> _SHORT TASK_: In the material below, switch "windshield" to "front window" and copy out the lines from the one with "Mark one point on every instance of the windshield" through the end of the material, leaving everything else unchanged.

> _RECORDS FOR THIS TASK_:
========

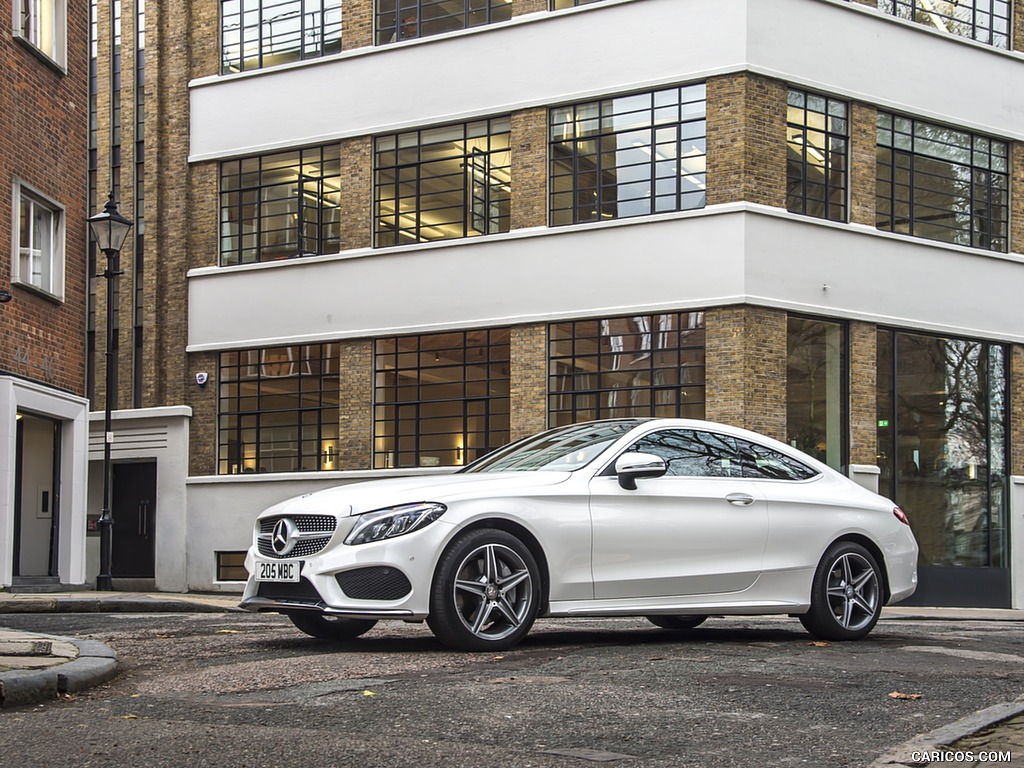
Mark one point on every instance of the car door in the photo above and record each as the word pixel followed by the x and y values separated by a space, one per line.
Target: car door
pixel 698 529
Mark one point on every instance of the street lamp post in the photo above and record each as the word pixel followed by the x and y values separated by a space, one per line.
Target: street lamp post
pixel 110 229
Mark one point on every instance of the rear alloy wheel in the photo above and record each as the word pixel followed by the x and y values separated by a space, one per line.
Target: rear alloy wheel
pixel 676 622
pixel 485 593
pixel 846 594
pixel 330 628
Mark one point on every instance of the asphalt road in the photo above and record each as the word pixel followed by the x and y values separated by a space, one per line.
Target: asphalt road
pixel 249 690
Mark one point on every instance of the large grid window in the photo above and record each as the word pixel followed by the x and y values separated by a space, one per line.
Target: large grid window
pixel 629 156
pixel 942 183
pixel 264 33
pixel 818 138
pixel 627 367
pixel 279 410
pixel 280 206
pixel 441 183
pixel 38 258
pixel 984 20
pixel 440 399
pixel 816 389
pixel 404 19
pixel 943 443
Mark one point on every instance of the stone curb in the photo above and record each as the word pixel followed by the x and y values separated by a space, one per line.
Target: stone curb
pixel 111 605
pixel 95 665
pixel 947 735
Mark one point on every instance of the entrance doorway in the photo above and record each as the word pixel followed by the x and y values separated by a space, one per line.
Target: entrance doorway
pixel 37 502
pixel 133 507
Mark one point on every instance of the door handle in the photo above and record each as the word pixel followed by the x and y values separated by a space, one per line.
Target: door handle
pixel 740 500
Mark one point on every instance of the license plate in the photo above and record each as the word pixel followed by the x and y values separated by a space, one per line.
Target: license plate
pixel 272 570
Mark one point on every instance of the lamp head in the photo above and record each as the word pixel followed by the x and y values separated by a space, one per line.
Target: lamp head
pixel 110 228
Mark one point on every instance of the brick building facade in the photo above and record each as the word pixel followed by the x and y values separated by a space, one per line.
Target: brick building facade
pixel 795 307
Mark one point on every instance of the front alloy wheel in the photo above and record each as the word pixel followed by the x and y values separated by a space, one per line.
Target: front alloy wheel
pixel 846 594
pixel 485 593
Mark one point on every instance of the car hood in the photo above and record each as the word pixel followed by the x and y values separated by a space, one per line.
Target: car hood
pixel 356 498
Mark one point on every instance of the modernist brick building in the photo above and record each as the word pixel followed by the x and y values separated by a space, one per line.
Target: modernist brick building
pixel 43 287
pixel 393 235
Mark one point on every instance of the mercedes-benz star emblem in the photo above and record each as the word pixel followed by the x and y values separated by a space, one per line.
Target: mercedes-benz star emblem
pixel 285 536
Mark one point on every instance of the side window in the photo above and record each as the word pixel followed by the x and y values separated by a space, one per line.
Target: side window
pixel 692 454
pixel 38 257
pixel 762 463
pixel 42 24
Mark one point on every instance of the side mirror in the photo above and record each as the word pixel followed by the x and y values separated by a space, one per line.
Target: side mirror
pixel 632 467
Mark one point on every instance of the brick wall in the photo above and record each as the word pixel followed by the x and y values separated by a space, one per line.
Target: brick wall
pixel 519 7
pixel 43 139
pixel 1017 197
pixel 203 426
pixel 355 413
pixel 863 393
pixel 747 356
pixel 204 44
pixel 529 163
pixel 745 139
pixel 356 24
pixel 1017 27
pixel 356 193
pixel 1017 410
pixel 528 401
pixel 863 139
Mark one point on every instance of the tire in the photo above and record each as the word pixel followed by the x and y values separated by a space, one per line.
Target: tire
pixel 330 628
pixel 846 594
pixel 676 622
pixel 486 592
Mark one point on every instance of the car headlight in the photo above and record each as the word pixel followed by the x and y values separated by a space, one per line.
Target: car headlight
pixel 387 523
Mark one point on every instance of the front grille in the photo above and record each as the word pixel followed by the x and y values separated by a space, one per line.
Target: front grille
pixel 305 524
pixel 380 583
pixel 298 592
pixel 303 549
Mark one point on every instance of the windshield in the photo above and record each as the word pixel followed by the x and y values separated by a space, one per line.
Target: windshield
pixel 562 450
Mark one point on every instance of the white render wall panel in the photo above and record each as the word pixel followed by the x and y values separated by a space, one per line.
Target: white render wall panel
pixel 546 58
pixel 466 284
pixel 537 59
pixel 727 255
pixel 860 53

========

> _EXERCISE RESPONSE_:
Mark one point on every instance of the front window in the photo above and record each as the word pixel followed by the x and y values separated by a space, one per line.
Target: front window
pixel 562 450
Mark one point on every instance of the white render wall panel in the photo above and record each as the word pixel followed by the x and y values separated by a space, one per line.
Target: white render wall panel
pixel 546 58
pixel 466 284
pixel 537 59
pixel 727 255
pixel 860 53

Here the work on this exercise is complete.